**What the exercise asks:**
Quote every line as written. Omit pictures.

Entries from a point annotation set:
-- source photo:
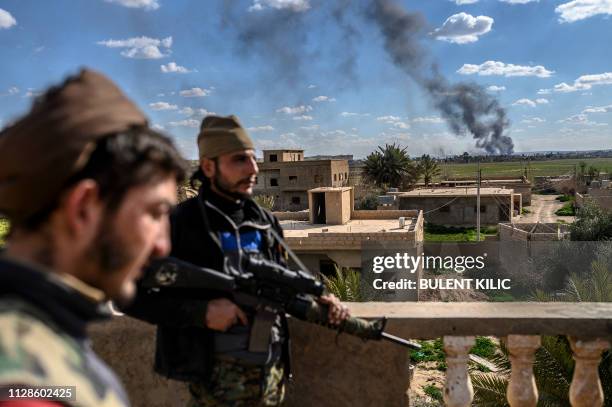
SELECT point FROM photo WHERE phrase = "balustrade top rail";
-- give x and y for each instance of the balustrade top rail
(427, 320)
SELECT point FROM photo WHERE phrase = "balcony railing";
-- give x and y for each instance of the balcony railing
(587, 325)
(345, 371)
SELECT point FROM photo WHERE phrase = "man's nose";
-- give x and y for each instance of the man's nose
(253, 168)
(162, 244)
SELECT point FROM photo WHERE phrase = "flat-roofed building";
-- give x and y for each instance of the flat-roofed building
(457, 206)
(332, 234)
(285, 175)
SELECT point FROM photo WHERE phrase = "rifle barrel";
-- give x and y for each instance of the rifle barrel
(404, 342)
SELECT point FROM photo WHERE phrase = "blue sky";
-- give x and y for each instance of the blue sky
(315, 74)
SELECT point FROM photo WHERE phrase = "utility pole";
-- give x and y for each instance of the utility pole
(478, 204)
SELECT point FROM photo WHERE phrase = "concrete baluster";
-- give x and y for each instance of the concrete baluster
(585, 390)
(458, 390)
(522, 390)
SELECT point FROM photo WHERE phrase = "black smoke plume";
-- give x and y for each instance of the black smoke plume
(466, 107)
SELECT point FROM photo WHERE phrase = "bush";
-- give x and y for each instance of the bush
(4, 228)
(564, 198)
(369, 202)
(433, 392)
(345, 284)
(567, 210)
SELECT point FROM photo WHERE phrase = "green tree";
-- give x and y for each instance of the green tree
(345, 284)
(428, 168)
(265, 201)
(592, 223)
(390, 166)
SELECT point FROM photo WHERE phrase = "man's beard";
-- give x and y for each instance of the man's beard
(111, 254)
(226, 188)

**Reply to the exercise:**
-- source photo:
SELECT point FROM photo WHERE phrase = "balustrade top rail";
-- give x and y for each instance of the balustrade top rail
(427, 320)
SELECT point FROM photo WHERE phrase = "balcony railing";
-- give x and y for each instance of the balcony railing
(587, 325)
(345, 371)
SELECT point FROM photo WHERE phrase = "man's nose";
-- give x and y for each instance of the man's nose
(253, 168)
(162, 244)
SELECT point FROM photo WHERE phrase = "flat-roofed building";
-- give x and y for each instance of the flat-roofed building
(457, 206)
(332, 234)
(285, 175)
SELECT point FROM photo WHERE phrase = "rifle barrel";
-- give x and y for each instance of the rifle barrel
(404, 342)
SELECT point FROM photo WHERE phrase = "blue sky";
-- give x and y for each instance of the blue sky
(315, 74)
SELECT point FROM photo WHERE phrase = "utility pole";
-- give x and y for each instance of the utility pole
(478, 204)
SELECT point FROM photo WHERE phrase = "concrete baluster";
-- give x and y for each instance of the concrete baluster
(585, 390)
(458, 390)
(522, 390)
SELECT point FROM photo WHERE phrase = "black smoke plume";
-- give x and y for each instance of the black smoke plume
(466, 107)
SELECT point FROM photo WHERE phrase = "bush";
-- give x and y for each instance of the bush
(4, 228)
(564, 198)
(369, 202)
(433, 392)
(345, 284)
(567, 210)
SELECT point FROM photo WHERE phrase = "green tree";
-- give x and y for each instance of the green tree
(345, 284)
(428, 168)
(265, 201)
(592, 223)
(390, 166)
SELECT point FROM photo WHERE phrase = "man's beard";
-- give x and y for each instance of the man's beard
(111, 254)
(226, 188)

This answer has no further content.